Continue the review below of the Dortmund exhibition on whistleblowers and vigilantes, starting after its final sentence and keeping its voice.

EXCERPT -
▼

Featured Image: Ubermorgen, “Vote-Auction”, 2000. Installation view from the exhibition “Whistleblower & Vigilantes”

It has been a long time since an exhibition shocked and confused me. In fact, I cannot even remember when it last happened. Yet the exhibition Whistleblowers & Vigilanters has managed to do just that. Curators Inke Arns and Jens Kabisch of the Dortmund art institution Hartware Medienkunst Verein (HMKV) have put up a show in which complete nut cases are presented side by side with political activists, artists and whistleblowers a la Edward Snowden. This makes the exhibition ask for quite some flexibility from the audience. Visitors have to work hard in order to understand the connection made here between, for example, racist conspiracy theories expressed through YouTube videos and the ordeal of a whistleblower like Chelsea Manning.

Lutz Dammbeck, Letter to Me (Unabomber manifesto, handcorrected) 2003 and Go to Trial (video about Unabomber) 2016
Lutz Dammbeck, Letter to Me (Unabomber manifesto, handcorrected) 2003 and Go to Trial (video about Unabomber) 2016

The very short introduction text to the exhibition guide is part of the puzzle we are presented with. The basic premises of the exhibition are explained in what I think is not the best possible manner, because it leaves out any mentioning or analysis of the huge political differences among the people and works presented. At the same time the use of words like higher law and self-legitimization easily creates a feeling of unease about each practitioner or type of activism in the show:

“The exhibition asks what links hacktivists, whistleblowers and (Internet) vigilantes. What is the legal understanding of these different actors? Do they share certain conceptions? Who speaks and acts for whom and in the capacity of which (higher) law? Among other issues the exhibition will examine the differing legal conceptions and strategies of self-legitimisation put forth by activists, whistleblowers, hackers, online activists and artists to justify their actions.”

▲

DATASET EXCERPTS -

▼

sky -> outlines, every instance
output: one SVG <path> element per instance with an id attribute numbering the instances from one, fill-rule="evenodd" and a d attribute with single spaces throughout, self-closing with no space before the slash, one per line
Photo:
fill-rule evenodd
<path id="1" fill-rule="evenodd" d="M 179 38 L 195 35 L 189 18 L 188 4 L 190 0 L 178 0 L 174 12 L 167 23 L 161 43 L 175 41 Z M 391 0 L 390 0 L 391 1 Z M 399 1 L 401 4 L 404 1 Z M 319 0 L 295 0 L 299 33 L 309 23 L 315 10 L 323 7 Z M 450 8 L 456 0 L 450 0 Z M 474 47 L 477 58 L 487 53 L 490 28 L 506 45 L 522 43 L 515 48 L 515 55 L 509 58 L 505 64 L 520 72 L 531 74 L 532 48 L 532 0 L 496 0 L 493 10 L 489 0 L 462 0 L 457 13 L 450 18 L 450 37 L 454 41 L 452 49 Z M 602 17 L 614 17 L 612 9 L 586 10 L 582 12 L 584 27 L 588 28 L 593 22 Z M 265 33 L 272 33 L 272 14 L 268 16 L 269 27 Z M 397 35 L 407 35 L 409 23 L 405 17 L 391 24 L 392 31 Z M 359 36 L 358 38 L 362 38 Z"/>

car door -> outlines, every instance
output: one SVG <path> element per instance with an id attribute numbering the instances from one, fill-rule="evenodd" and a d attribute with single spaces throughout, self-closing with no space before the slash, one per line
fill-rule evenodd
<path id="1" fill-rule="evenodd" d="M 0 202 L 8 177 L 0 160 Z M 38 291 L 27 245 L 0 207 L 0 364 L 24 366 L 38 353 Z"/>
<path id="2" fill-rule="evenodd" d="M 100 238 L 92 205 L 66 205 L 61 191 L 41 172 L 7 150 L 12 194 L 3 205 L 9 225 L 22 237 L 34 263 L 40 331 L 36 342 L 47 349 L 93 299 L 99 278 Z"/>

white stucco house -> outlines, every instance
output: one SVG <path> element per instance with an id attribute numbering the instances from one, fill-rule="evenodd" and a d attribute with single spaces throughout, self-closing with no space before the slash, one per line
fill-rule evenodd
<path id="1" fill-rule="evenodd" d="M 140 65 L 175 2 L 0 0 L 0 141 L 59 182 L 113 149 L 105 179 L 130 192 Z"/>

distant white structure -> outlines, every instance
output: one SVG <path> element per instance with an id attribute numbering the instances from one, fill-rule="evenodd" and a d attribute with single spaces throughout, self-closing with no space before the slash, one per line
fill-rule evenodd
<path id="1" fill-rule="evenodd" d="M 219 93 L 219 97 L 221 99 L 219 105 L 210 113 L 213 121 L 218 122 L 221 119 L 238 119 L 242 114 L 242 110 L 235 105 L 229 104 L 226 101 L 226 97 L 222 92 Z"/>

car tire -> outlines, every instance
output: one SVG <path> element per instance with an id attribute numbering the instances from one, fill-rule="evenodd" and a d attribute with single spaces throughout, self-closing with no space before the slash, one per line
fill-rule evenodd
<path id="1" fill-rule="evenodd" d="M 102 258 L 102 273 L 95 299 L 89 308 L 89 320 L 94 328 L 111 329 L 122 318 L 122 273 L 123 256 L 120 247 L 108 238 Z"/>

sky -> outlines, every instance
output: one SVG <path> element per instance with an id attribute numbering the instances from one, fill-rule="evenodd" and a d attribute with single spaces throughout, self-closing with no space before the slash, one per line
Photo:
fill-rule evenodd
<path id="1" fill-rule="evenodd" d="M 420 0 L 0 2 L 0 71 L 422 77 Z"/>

▲

REPLY TO THE TASK -
By placing the revelations of Edward Snowden next to the complete print out of the manifesto of the Unabomber or (more harmless but still of a different level of impact) the battle over a hostile domain name takeover in Toywar the first impression is a levelling of the practices and people involved. To make some sort of distinction between the various represented rebellious or activist positions in the exhibition guide the whole is divided into sections. The sections however do not indicate socio-political position or relevance, but rather imply the ways people legitimize their actions (1).

Inke Arns giving a tour of the exhibition. Anonymous (left), Metahaven (far left), Wikileaks' Collateral Murder (middle),  Lulz (right)
Inke Arns giving a tour of the exhibition. Anonymous (left), Metahaven (far left), Wikileaks’ Collateral Murder (middle), Lulz (right)

The spatial design and mapping of the exhibition seem to give some indication of political direction, but it is accidental. To the far right of the entry we find all installations labeled ‘Vigilantes’: a website collecting images of online fraudsters (419eater.com), two videos about Anders Breivik and Dominic Gagnon’s collection of mostly right-wing extremist YouTube videos. Slightly controversial is how the Vigilantes section puts together these quite obvious nut cases and criminals with Anonymous and what the curators call ‘Lulz’, the near troll-like jokesters who ridicule anything they don’t like with razor sharp memes. I am not sure whether these two products of the online forum 4chan deserve this simple pairing to YouTube hate preachers. A finer distinction between the various Internet underbelly representatives might have been better here. That this could have been done is shown by Lutz Dammbeck’s archive on the Unabomber’s placement in the Vigilante section, which has two labels. It is the sole representative of the Critique of Technology section as well. Another strange pairing happens in the Antinomism section, where an installation around a video with Julian Assange and a rightwing terrorist bomb disguised as soda machine are the only examples.

Ubermorgen's Vote Auction installation (center). Crypto-anarchist content & John Perry Barlow talking about the Declaration of the Independence of Cyberspace (background) Wikileaks' Collateral Murder (far right).
Ubermorgen’s Vote Auction installation (center). Crypto-anarchist content & John Perry Barlow talking about the Declaration of the Independence of Cyberspace (background) Wikileaks’ Collateral Murder (far right).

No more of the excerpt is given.